Source text:
*** Block opens ***

Credit Suisse: cutting jobs, cutting bonuses, adding people
Bloomberg suggested yesterday that Credit Suisse would be tinkering with rather than decimating headcount in its investment bank, and that the new strategy would bring 500 job cuts. No numbers are given in today's presentation, but Credit Suisse indicates where those cuts will come: the blighted prime services business is being closed altogether (which explains why people have been voluntarily leaving for months), with a loss of around $600m in revenues; 10 unnamed "non-core" markets in the GTS crossover division between the investment bank and wealth management business are being closed; and cash equities is being "reshaped" to strengthen the "alignment" with wealth management.
No further details of the cuts are given, but it's worth noting that even after 500 jobs have gone, Credit Suisse's investment bank could still employ more people at the end of 2022 than it did at the start of 2020. - Then, the combined global markets and investment banking and capital markets divisions employed 15,850 people. Now, the investment bank employs 17,100 people.

*** Block closes ***

Problem description:
Extract the passage of the Credit Suisse article from "Credit Suisse: cutting" to "with wealth management.". Rely only on the Credit Suisse article above.

Provided data:

*** Block opens ***

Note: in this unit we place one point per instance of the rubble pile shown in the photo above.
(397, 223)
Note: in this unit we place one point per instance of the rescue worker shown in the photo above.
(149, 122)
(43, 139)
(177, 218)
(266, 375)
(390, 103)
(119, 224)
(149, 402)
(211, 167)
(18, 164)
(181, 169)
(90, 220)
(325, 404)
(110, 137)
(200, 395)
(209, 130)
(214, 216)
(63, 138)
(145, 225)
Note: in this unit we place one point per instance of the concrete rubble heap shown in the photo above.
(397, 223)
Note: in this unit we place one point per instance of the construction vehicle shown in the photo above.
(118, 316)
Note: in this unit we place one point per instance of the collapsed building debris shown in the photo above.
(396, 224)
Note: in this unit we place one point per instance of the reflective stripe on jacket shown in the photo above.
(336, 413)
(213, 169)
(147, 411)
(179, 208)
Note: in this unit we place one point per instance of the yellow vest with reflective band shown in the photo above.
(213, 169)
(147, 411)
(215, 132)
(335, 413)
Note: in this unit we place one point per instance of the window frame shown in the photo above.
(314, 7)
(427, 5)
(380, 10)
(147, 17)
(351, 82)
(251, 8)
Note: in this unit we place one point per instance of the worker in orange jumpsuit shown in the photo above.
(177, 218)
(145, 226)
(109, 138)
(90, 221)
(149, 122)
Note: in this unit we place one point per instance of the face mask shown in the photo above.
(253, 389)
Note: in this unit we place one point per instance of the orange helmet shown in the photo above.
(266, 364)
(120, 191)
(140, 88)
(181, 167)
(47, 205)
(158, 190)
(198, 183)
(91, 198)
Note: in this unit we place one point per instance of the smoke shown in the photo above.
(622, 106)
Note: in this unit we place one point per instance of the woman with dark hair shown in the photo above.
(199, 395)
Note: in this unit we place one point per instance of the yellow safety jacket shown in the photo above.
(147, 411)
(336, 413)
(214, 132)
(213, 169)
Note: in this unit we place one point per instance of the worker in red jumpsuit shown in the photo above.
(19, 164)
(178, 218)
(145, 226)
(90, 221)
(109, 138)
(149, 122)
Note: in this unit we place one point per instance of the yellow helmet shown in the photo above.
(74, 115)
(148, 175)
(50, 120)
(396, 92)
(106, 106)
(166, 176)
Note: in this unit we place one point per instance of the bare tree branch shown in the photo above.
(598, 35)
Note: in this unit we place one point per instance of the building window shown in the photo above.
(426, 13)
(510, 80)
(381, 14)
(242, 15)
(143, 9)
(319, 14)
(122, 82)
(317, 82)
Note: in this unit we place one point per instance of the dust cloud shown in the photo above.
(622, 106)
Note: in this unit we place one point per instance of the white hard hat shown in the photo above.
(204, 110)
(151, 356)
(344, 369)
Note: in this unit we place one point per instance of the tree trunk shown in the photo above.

*** Block closes ***

Task solution:
Credit Suisse: cutting jobs, cutting bonuses, adding people
Bloomberg suggested yesterday that Credit Suisse would be tinkering with rather than decimating headcount in its investment bank, and that the new strategy would bring 500 job cuts. No numbers are given in today's presentation, but Credit Suisse indicates where those cuts will come: the blighted prime services business is being closed altogether (which explains why people have been voluntarily leaving for months), with a loss of around $600m in revenues; 10 unnamed "non-core" markets in the GTS crossover division between the investment bank and wealth management business are being closed; and cash equities is being "reshaped" to strengthen the "alignment" with wealth management.